→ **Written exercise**:
Pick out each line in the data below that contains the word "mountain" and copy those lines out in full. Capital and lowercase letters must match.

→ **Provided records**:
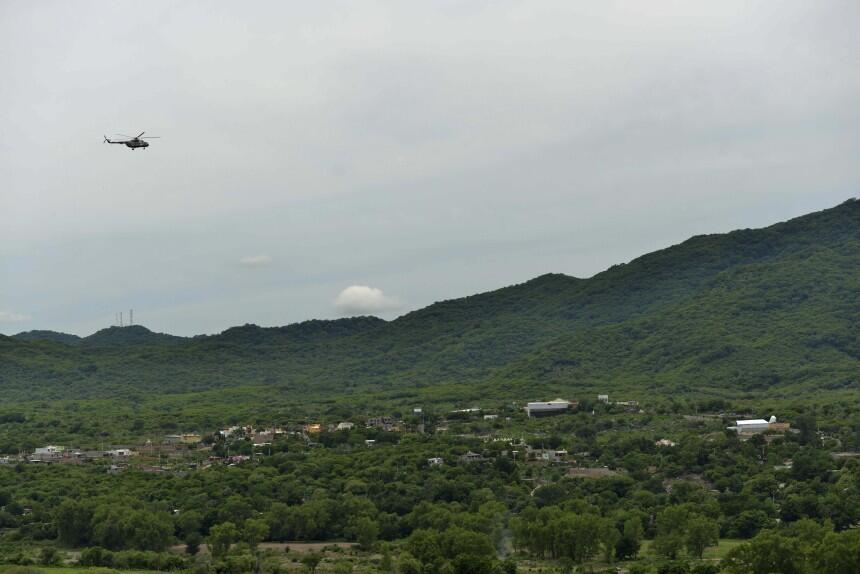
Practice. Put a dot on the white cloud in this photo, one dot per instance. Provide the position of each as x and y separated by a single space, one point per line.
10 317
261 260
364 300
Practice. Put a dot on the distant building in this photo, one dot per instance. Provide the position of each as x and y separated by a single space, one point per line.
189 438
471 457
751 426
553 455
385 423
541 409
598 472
---
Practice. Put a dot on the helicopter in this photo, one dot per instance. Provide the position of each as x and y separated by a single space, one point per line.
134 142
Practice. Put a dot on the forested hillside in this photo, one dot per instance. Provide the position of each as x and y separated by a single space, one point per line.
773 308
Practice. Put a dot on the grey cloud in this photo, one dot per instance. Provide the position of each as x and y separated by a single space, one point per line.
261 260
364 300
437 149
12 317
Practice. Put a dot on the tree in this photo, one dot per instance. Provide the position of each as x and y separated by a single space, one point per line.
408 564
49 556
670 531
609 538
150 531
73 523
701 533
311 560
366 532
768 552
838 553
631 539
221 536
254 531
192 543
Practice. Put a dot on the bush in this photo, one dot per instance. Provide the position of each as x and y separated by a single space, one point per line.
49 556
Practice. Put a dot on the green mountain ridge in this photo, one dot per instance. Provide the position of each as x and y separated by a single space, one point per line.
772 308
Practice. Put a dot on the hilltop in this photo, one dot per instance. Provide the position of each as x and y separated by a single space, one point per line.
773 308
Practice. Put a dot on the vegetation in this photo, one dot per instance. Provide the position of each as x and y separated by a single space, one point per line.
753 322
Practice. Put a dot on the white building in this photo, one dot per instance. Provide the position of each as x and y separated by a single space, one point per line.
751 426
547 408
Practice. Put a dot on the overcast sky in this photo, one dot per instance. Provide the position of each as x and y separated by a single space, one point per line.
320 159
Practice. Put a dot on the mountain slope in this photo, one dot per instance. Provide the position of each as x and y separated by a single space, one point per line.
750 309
* * *
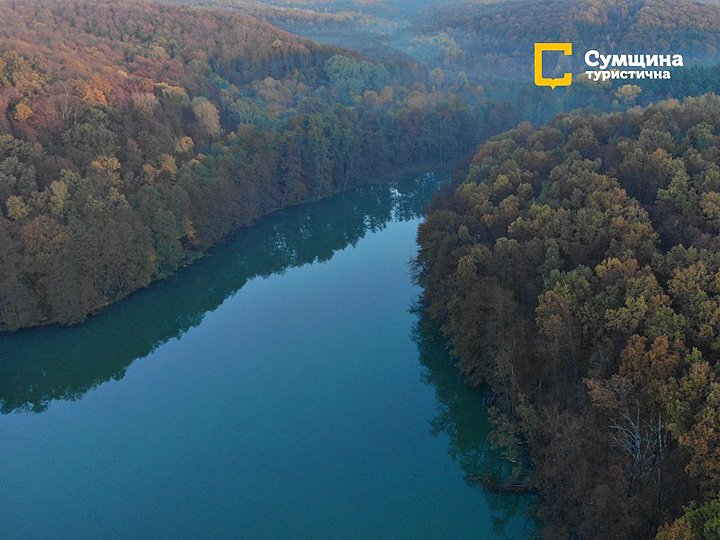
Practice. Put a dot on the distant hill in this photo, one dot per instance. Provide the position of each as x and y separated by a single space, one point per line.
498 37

→ **The completed task**:
Practice. Put a dot on the green mountain ridge in this photo, one dot per instance. Provide the position of each as x and y separated by a single space, one point per line.
Practice. Put a dot on the mountain slope in this photo, one dot per instance. Provide the position of each as x and y separated by a single space, one point per line.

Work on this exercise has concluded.